次に、燃料電池近傍冷却液温度算出手段203において、燃料電池入口冷却液温度検出手段201および燃料電池出口冷却液温度検出手段202によりそれぞれ検出した燃料電池入口冷却液温度Tin[℃]および燃料電池出口冷却液温度Tout[℃]の両者を加算して2で除算することにより、燃料電池内部冷却液温度Tc[℃]を算出する(ステップS303)。
次に、外気温度検出手段204において、外気温センサ10からの検知信号に基づき外気温Tamb[℃]を検出する(ステップS304)。
次に、熱応力判断用温度差算出手段205において、燃料電池近傍冷却液温度算出手段203により算出した燃料電池内部冷却液温度Tc[℃]、並びに外気温度検出手段204により検出した外気温Tamb[℃]に基づき、以下の式を用いて熱応力判断用温度差ΔT[℃]を算出する(ステップS305)。
(数1)
ΔT=|Tc−Tamb| …(1)
次に、三方弁実開度検出手段206において、三方弁9から出力されるPWM信号のデューティ比に基づき、三方弁実開度Dr[deg]を検出する(ステップS306)。
次に、起動・停止状態判定手段207において、後で(図7を参照して)詳細に説明する起動中・停止中・起動完了・停止完了状態判定処理を行い(ステップS307)、燃料電池システムの状態が“起動中”、“停止中”、“起動完了”または“停止完了”の何れの状態にあるかを判定する。

項目の抜粋:
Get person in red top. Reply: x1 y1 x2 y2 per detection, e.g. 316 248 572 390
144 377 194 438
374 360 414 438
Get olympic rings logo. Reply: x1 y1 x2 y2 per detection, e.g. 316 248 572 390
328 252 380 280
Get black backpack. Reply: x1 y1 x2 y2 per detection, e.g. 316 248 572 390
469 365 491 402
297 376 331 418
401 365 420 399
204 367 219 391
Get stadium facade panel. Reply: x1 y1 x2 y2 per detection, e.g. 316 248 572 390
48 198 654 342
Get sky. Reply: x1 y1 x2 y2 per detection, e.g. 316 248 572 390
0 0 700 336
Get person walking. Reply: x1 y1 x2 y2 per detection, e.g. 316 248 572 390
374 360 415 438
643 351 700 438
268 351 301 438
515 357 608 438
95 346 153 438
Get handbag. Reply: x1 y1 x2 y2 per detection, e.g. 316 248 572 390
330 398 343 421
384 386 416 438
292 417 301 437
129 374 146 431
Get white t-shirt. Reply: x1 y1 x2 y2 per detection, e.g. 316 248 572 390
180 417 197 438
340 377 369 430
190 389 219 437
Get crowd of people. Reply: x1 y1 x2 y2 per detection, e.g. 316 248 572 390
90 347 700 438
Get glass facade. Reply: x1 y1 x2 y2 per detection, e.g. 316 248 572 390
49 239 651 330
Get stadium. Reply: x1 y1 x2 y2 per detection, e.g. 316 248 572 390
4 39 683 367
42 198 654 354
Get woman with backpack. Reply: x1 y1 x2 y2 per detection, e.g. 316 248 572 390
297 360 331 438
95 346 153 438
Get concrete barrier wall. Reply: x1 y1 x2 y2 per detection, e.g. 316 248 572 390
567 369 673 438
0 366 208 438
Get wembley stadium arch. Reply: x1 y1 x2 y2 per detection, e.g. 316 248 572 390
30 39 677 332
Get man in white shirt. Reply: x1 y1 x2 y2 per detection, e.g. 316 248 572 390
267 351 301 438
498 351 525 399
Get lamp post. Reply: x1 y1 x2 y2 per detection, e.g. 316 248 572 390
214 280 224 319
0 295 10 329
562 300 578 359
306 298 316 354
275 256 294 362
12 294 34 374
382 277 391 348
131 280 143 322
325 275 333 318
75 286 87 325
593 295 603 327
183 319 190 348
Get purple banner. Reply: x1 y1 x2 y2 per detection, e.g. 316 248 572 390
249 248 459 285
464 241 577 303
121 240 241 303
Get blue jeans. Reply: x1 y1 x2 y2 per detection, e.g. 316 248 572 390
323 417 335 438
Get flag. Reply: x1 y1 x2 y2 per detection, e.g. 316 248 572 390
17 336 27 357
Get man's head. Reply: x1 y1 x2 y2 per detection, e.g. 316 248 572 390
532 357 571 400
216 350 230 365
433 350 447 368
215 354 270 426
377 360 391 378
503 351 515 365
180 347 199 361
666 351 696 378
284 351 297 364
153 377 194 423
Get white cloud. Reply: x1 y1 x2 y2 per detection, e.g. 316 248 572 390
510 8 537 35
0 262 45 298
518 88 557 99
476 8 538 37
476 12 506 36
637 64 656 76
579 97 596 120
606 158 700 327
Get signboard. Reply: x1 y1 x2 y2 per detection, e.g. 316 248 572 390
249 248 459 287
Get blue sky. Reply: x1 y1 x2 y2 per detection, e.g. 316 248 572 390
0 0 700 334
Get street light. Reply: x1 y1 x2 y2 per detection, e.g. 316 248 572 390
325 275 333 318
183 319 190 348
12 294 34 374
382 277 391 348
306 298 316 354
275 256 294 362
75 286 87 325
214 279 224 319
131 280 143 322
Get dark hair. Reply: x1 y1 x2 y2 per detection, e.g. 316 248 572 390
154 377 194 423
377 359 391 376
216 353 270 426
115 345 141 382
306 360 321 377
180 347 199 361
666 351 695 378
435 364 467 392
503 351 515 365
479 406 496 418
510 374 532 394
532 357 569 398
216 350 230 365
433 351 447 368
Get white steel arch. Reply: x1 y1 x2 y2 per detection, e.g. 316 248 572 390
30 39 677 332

やること: 燃料電池の冷却液温度についての文章では、燃料電池内部冷却液温度Tcをどうやって求めていますか。 項目は、提示された文章とは別の資料です。

答え: 燃料電池入口冷却液温度Tinと燃料電池出口冷却液温度Toutを足し、2で割って求めています。